[Object position labeling entries]

* * *

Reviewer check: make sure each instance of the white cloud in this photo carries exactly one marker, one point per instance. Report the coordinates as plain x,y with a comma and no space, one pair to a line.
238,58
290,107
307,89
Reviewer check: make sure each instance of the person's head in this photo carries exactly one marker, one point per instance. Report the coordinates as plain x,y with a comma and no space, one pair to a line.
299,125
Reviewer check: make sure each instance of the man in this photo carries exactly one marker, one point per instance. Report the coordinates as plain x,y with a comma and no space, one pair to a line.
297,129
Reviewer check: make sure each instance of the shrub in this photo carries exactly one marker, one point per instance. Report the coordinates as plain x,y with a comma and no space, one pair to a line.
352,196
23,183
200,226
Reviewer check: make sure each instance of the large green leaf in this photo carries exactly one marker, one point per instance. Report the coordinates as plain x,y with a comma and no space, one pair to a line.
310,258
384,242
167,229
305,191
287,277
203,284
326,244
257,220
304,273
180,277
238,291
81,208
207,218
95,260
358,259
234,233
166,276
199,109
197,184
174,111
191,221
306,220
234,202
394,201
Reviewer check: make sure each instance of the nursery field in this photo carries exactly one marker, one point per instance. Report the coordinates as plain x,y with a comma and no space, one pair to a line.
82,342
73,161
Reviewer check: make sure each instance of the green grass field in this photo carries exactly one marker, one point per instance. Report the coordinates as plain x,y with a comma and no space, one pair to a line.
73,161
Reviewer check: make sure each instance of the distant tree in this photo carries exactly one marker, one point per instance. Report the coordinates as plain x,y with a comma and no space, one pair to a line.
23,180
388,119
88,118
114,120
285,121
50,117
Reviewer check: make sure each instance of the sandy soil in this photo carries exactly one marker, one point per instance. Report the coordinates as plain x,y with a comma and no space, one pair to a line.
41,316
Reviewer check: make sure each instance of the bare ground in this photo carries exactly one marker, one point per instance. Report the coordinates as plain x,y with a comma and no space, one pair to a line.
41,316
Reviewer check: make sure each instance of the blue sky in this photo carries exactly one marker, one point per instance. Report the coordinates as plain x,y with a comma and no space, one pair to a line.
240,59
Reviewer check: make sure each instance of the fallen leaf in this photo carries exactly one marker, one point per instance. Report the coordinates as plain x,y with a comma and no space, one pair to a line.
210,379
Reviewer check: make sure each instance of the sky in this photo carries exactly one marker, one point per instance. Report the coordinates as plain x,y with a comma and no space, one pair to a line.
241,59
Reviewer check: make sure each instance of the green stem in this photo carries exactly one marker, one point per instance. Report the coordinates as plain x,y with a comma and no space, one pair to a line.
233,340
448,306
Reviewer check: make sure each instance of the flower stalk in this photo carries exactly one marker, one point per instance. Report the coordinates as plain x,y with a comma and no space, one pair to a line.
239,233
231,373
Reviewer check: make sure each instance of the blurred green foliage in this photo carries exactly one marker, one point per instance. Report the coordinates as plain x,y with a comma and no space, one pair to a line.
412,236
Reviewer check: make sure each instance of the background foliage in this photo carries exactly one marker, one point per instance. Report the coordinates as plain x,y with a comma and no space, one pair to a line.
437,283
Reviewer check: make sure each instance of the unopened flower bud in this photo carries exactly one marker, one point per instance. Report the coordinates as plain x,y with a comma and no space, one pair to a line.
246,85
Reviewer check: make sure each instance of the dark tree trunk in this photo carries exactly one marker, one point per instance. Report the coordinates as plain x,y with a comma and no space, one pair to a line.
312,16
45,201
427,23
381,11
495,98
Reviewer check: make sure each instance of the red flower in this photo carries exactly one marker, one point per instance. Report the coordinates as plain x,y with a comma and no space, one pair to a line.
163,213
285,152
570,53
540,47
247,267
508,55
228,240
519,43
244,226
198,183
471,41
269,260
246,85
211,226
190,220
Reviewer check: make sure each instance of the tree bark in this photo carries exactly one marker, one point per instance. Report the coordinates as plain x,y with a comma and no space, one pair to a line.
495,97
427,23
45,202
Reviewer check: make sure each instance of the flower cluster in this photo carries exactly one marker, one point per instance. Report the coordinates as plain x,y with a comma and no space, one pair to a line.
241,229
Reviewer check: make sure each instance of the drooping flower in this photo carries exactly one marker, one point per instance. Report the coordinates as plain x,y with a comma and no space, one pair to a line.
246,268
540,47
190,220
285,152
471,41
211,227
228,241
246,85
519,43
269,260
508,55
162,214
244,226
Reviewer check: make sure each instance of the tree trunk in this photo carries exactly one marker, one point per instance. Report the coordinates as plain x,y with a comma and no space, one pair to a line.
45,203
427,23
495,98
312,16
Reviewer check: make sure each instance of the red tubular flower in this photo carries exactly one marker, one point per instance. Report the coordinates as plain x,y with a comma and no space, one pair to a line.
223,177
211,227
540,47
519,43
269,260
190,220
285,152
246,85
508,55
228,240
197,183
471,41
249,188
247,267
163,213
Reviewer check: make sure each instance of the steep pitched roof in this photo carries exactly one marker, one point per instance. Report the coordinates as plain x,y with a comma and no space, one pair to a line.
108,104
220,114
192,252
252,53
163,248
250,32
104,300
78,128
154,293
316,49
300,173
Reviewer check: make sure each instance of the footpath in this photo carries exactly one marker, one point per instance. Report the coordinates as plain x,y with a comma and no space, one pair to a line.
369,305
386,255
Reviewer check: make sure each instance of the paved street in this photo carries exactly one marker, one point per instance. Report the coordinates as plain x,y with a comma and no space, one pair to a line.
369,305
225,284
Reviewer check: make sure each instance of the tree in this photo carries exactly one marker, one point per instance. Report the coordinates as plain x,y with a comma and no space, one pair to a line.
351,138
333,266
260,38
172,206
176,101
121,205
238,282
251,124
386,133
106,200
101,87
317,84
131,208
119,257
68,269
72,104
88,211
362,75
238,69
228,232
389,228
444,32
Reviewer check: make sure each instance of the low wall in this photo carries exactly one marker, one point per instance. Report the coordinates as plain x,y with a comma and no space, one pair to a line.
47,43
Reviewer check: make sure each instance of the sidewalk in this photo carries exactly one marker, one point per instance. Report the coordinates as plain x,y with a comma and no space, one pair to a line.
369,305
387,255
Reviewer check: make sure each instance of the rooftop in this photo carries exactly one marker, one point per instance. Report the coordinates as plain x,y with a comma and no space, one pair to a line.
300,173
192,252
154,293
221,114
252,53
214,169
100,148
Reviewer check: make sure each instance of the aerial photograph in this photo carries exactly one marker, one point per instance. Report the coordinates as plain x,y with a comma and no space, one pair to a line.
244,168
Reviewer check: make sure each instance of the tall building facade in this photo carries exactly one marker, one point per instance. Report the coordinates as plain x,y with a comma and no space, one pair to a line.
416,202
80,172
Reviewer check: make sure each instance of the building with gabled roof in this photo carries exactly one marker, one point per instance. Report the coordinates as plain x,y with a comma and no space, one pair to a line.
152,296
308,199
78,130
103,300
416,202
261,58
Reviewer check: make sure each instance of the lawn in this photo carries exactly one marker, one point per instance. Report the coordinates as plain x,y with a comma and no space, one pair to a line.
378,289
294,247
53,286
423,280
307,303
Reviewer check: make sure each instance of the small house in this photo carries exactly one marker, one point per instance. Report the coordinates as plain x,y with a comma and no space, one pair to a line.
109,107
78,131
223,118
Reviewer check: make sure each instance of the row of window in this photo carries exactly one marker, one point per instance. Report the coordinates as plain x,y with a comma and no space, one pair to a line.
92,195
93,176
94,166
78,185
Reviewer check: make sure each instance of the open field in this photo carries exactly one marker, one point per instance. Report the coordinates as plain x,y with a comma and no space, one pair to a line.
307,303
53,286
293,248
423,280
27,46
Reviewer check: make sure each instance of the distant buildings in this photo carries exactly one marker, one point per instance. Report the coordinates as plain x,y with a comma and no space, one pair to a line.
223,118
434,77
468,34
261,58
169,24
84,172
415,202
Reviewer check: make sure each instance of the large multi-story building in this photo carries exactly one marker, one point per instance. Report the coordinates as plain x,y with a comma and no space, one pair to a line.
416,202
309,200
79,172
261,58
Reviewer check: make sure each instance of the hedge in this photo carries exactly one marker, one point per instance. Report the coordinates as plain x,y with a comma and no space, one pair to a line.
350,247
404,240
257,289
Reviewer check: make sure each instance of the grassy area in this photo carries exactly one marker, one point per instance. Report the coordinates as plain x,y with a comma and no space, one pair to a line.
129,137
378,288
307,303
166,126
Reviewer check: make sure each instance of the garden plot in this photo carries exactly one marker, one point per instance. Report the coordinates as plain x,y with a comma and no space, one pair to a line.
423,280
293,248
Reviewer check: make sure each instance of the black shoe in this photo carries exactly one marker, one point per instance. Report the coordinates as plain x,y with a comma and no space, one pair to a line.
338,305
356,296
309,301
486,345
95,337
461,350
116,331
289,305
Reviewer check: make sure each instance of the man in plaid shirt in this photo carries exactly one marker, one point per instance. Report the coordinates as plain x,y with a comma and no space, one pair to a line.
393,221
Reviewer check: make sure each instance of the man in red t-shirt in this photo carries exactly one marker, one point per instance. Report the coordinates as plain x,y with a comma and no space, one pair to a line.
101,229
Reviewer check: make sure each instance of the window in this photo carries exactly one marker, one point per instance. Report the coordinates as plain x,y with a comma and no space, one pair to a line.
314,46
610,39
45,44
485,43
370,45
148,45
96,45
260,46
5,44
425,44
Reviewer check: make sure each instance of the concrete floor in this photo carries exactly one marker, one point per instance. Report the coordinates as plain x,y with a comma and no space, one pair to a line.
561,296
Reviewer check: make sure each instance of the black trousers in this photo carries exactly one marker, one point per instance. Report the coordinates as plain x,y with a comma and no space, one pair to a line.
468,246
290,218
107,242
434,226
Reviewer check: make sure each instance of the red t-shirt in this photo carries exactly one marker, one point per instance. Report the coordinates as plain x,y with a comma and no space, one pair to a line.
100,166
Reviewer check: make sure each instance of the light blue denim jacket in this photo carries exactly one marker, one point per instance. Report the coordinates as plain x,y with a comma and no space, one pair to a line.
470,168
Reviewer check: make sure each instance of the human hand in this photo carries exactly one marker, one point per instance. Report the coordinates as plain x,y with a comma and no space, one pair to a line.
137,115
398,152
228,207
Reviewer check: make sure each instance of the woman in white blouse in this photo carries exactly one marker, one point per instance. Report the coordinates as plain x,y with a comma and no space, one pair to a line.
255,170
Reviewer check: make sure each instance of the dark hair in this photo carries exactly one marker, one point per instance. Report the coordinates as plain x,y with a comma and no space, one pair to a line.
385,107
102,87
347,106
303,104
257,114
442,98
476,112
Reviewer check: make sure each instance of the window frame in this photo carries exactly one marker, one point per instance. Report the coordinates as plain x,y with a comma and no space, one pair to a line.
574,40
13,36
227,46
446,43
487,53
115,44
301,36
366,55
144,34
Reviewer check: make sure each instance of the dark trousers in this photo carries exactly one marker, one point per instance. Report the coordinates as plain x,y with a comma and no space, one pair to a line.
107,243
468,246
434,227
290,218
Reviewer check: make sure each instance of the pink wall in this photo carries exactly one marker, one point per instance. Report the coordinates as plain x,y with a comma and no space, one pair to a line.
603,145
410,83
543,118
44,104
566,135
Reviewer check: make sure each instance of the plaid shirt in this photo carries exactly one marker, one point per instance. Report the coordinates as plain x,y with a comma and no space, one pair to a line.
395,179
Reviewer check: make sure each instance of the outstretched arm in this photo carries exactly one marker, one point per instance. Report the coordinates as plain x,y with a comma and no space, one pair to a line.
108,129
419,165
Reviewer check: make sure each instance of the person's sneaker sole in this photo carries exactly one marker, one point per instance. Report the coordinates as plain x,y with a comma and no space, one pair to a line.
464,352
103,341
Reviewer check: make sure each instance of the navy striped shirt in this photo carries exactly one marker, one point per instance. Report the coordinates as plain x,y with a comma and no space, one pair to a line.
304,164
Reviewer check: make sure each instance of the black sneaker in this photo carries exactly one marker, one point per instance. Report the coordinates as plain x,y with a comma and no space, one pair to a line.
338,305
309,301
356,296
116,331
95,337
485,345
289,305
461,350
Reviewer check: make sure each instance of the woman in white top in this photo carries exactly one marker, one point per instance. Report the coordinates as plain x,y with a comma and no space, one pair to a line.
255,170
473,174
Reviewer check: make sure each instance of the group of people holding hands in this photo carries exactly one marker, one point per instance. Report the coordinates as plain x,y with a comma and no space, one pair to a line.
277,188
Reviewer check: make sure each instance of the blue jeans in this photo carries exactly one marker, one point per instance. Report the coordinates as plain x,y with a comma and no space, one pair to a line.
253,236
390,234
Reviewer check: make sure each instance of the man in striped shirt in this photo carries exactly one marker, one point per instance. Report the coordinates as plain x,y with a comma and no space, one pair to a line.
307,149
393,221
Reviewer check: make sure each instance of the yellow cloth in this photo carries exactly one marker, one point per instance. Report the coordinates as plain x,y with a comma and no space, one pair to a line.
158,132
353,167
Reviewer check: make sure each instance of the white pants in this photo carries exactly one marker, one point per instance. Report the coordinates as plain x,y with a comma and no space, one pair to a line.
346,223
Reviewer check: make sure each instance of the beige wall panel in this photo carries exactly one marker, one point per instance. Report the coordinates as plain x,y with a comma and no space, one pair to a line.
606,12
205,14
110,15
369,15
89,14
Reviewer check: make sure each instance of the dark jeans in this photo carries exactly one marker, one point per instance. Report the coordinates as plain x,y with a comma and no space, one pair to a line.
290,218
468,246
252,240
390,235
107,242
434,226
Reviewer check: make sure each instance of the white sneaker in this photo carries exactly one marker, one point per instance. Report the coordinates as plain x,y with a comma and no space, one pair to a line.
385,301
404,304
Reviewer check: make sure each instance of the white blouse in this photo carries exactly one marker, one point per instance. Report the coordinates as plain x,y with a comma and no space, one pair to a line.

* * *

> Stated exercise
Copy out the lines from the line containing "Reviewer check: make sure each instance of the yellow" to the end of the listing above, without alteration.

> Task answer
Reviewer check: make sure each instance of the yellow cloth in this photo carries exactly one marker, one point per instance. Report the coordinates as plain x,y with a comma and no space, one pair to a line.
158,132
353,167
Reviewer check: make sure each instance of the white pants in this photo carries exactly one marker, one point per instance. Report the coordinates as plain x,y with a comma and no space, one pair to a line.
346,223
Reviewer check: make sure each instance of the beige wall panel in this photo carries exactly one marker, one point per instance. Report the coordinates as plain x,y with a comma and no space, one pair to a line.
606,12
205,14
110,15
369,15
89,14
Reviewer check: make sure each instance of the dark jeans in this photo carries exactly one marker, one point per instance. Report the coordinates as plain x,y with a comma and no space, one pair to a line.
290,218
468,246
252,240
390,235
107,242
434,226
Reviewer check: make sure each instance of the white sneaker in this photo carries exactly one marker, one point per instance. Report the coordinates as plain x,y with a comma and no space, one pair to a line.
385,301
404,304
Reviewer check: make sure each instance of the white blouse in this photo carries exactly one marker, one point per instance. Report the coordinates as plain x,y with a comma and no space, one pair to a line.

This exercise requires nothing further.